EXERCISE DATA:
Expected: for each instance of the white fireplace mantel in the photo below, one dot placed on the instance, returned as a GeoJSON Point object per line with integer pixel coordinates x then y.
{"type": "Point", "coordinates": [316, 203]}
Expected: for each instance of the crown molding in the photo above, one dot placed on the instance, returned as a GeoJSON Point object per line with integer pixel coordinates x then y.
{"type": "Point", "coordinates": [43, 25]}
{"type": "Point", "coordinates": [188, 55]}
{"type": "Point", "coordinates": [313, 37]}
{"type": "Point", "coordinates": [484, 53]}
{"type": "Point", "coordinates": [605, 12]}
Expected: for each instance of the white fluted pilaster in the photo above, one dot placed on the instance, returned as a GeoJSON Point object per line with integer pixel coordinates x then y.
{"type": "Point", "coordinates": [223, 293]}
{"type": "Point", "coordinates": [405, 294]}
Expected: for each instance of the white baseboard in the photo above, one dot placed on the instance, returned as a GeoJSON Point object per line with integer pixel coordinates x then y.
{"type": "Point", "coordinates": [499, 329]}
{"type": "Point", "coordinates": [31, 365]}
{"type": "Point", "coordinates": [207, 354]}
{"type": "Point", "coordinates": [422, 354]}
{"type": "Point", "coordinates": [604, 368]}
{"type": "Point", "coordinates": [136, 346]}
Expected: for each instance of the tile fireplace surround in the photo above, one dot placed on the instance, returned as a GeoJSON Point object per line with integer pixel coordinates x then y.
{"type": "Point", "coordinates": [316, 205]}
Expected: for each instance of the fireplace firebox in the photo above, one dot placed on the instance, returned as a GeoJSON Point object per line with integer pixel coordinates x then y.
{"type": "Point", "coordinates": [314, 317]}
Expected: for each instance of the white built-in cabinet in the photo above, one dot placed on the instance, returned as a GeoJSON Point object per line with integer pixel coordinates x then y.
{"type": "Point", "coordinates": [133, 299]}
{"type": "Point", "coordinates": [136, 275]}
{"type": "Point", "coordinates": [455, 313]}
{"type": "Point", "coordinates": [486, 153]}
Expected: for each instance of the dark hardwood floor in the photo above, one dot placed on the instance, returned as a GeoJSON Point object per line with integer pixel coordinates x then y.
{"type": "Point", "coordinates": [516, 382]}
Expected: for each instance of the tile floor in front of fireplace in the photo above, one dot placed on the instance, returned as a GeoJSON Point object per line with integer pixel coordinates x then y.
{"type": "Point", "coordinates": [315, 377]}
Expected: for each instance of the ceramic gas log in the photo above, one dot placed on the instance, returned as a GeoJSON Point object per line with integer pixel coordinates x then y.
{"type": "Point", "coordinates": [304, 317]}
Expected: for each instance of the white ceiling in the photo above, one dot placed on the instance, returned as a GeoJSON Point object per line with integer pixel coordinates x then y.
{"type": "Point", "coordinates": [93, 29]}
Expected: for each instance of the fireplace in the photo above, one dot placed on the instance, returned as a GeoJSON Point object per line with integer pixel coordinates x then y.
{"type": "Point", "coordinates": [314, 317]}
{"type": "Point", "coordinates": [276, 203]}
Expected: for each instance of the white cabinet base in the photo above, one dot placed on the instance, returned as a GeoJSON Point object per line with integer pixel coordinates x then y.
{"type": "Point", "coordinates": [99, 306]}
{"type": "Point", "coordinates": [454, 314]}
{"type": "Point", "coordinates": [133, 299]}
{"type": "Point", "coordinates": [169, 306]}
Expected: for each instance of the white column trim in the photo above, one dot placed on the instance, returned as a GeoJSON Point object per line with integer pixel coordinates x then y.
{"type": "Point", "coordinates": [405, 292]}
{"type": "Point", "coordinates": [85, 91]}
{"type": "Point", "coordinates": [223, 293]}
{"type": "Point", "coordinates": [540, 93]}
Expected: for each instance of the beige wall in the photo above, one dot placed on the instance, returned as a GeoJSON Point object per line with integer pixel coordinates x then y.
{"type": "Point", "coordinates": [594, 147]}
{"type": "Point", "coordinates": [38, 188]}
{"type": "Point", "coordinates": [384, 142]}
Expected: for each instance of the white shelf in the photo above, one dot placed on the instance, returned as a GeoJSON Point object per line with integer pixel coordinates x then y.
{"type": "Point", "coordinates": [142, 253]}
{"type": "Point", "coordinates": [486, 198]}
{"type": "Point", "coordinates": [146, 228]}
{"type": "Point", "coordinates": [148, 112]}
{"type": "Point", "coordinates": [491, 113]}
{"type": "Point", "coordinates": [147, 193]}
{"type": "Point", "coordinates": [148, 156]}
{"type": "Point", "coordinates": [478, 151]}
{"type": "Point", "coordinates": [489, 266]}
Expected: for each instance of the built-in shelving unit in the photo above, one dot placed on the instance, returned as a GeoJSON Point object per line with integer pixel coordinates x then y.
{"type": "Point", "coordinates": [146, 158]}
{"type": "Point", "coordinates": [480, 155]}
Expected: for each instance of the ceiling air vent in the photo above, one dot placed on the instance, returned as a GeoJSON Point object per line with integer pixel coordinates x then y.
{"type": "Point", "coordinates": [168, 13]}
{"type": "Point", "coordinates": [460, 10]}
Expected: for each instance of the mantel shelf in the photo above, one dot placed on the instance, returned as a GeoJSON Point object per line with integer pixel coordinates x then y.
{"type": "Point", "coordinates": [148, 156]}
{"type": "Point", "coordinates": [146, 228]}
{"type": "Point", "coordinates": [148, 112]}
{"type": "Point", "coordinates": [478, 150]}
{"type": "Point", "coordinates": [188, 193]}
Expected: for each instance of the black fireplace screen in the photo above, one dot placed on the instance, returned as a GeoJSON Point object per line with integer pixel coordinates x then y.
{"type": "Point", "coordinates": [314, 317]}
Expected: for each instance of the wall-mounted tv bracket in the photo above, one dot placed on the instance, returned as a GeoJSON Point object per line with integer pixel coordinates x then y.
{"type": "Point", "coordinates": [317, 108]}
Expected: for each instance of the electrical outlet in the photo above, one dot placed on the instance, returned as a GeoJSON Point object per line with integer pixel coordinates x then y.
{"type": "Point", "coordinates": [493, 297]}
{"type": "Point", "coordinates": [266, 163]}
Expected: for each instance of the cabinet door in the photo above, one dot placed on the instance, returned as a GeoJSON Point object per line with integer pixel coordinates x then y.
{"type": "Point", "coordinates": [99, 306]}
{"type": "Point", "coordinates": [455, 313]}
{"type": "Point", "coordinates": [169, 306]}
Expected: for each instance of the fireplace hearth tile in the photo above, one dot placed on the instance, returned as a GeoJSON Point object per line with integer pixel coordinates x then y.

PROBLEM DETAILS:
Retype all the data exactly, line for line.

YOUR RESPONSE:
Expected: for each instance of the white fireplace mantel in the photo below, one dot placed on the instance, returned as a GeoJSON Point object per line with integer pixel coordinates x then y.
{"type": "Point", "coordinates": [316, 203]}
Expected: for each instance of the crown molding in the photo above, one dot placed on the instance, returned as a GeoJSON Point object per line with integer pixel coordinates x then y.
{"type": "Point", "coordinates": [43, 25]}
{"type": "Point", "coordinates": [188, 55]}
{"type": "Point", "coordinates": [313, 37]}
{"type": "Point", "coordinates": [484, 53]}
{"type": "Point", "coordinates": [605, 12]}
Expected: for each instance of the white fluted pilaster in the photo above, one dot placed on the instance, returned as a GeoJSON Point object per line with integer pixel coordinates x then y.
{"type": "Point", "coordinates": [223, 293]}
{"type": "Point", "coordinates": [405, 294]}
Expected: for each instance of the white baseboard in the photo above, one dot placed on the instance, returned as a GeoJSON Point object per line with integer pixel coordinates x then y.
{"type": "Point", "coordinates": [499, 329]}
{"type": "Point", "coordinates": [31, 365]}
{"type": "Point", "coordinates": [207, 354]}
{"type": "Point", "coordinates": [422, 354]}
{"type": "Point", "coordinates": [604, 368]}
{"type": "Point", "coordinates": [136, 346]}
Expected: for each instance of the tile fireplace surround in the photo above, one dot placed on the instance, returned as a GeoJSON Point object per line with integer pixel coordinates x then y.
{"type": "Point", "coordinates": [316, 205]}
Expected: for each instance of the fireplace firebox in the photo above, one dot placed on the instance, returned as a GeoJSON Point object per line with integer pixel coordinates x then y.
{"type": "Point", "coordinates": [314, 317]}
Expected: for each instance of the white built-in cabinet in the photo above, one dot placed on the instance, returned as a GeoJSON Point object per line with integer pixel coordinates x then y.
{"type": "Point", "coordinates": [133, 299]}
{"type": "Point", "coordinates": [136, 275]}
{"type": "Point", "coordinates": [455, 313]}
{"type": "Point", "coordinates": [486, 153]}
Expected: for each instance of the dark hardwood floor in the photo above, one dot placed on the instance, returned as a GeoJSON Point object per line with integer pixel coordinates x then y.
{"type": "Point", "coordinates": [516, 382]}
Expected: for each instance of the tile floor in front of fireplace in the photo above, one dot placed on the instance, returned as a GeoJSON Point object per line with integer pixel coordinates x then y.
{"type": "Point", "coordinates": [315, 377]}
Expected: for each instance of the ceramic gas log in the photo above, one dot placed on the instance, returned as a GeoJSON Point object per line with integer pixel coordinates x then y.
{"type": "Point", "coordinates": [304, 317]}
Expected: for each instance of the white ceiling in the photo above, one dot placed on the instance, returned as a GeoJSON Point object per line with integer pixel coordinates x then y.
{"type": "Point", "coordinates": [93, 29]}
Expected: for each instance of the fireplace in the photo above, one dot placed on the instance, returned as a GeoJSON Point object per line with integer pixel coordinates x then y.
{"type": "Point", "coordinates": [314, 317]}
{"type": "Point", "coordinates": [276, 203]}
Expected: for each instance of the white cabinet base in the photo above, one dot placed on the instance, returned as a GeoJSON Point object per line with integer pixel coordinates x then y.
{"type": "Point", "coordinates": [99, 306]}
{"type": "Point", "coordinates": [454, 314]}
{"type": "Point", "coordinates": [133, 299]}
{"type": "Point", "coordinates": [169, 306]}
Expected: for each instance of the white column trim in the photo above, one dot placed on the instance, returned as a GeoJSON Point object per line with integer pixel coordinates x then y.
{"type": "Point", "coordinates": [405, 292]}
{"type": "Point", "coordinates": [85, 91]}
{"type": "Point", "coordinates": [223, 293]}
{"type": "Point", "coordinates": [540, 93]}
Expected: for each instance of the beige wall in the photo above, one dot placed on the instance, returned as a GeoJSON Point object per line with integer pixel coordinates x then y.
{"type": "Point", "coordinates": [594, 147]}
{"type": "Point", "coordinates": [38, 188]}
{"type": "Point", "coordinates": [384, 142]}
Expected: for each instance of the white shelf in the photo above, one dot placed on the instance, returned as a GeoJSON Point object per line with integer pixel coordinates x then y.
{"type": "Point", "coordinates": [142, 253]}
{"type": "Point", "coordinates": [486, 198]}
{"type": "Point", "coordinates": [146, 228]}
{"type": "Point", "coordinates": [148, 112]}
{"type": "Point", "coordinates": [491, 113]}
{"type": "Point", "coordinates": [147, 193]}
{"type": "Point", "coordinates": [148, 156]}
{"type": "Point", "coordinates": [478, 151]}
{"type": "Point", "coordinates": [489, 266]}
Expected: for each instance of the built-in shelving unit in the photo above, one dot placed on the instance, returned as a GeoJSON Point object per line with integer pixel coordinates x then y.
{"type": "Point", "coordinates": [146, 158]}
{"type": "Point", "coordinates": [480, 155]}
Expected: for each instance of the ceiling air vent in the photo above, one dot placed on the instance, returned as a GeoJSON Point object per line with integer pixel coordinates x then y.
{"type": "Point", "coordinates": [168, 13]}
{"type": "Point", "coordinates": [460, 10]}
Expected: for each instance of the mantel shelf in the photo above, one dot placed on the instance, returned as a GeoJSON Point object per line with integer pixel coordinates x then y.
{"type": "Point", "coordinates": [148, 156]}
{"type": "Point", "coordinates": [146, 228]}
{"type": "Point", "coordinates": [148, 112]}
{"type": "Point", "coordinates": [478, 150]}
{"type": "Point", "coordinates": [188, 193]}
Expected: for each instance of the black fireplace screen in the photo above, one dot placed on the instance, returned as a GeoJSON Point object per line with integer pixel coordinates x then y.
{"type": "Point", "coordinates": [314, 317]}
Expected: for each instance of the wall-mounted tv bracket in the photo above, one dot placed on the instance, returned as a GeoJSON Point object per line with integer pixel coordinates x then y.
{"type": "Point", "coordinates": [317, 108]}
Expected: for each instance of the electrical outlet in the photo above, one dot placed on the instance, returned as a GeoJSON Point object per line with integer pixel coordinates x then y.
{"type": "Point", "coordinates": [493, 297]}
{"type": "Point", "coordinates": [266, 163]}
Expected: for each instance of the cabinet door in the photo above, one dot placed on the instance, returned as a GeoJSON Point object per line with integer pixel coordinates x then y.
{"type": "Point", "coordinates": [99, 306]}
{"type": "Point", "coordinates": [455, 313]}
{"type": "Point", "coordinates": [169, 306]}
Expected: for each instance of the fireplace hearth tile in the photo above, one dot placed on the instance, returned as a GeoJSON Point object per line with integer pixel coordinates x then y.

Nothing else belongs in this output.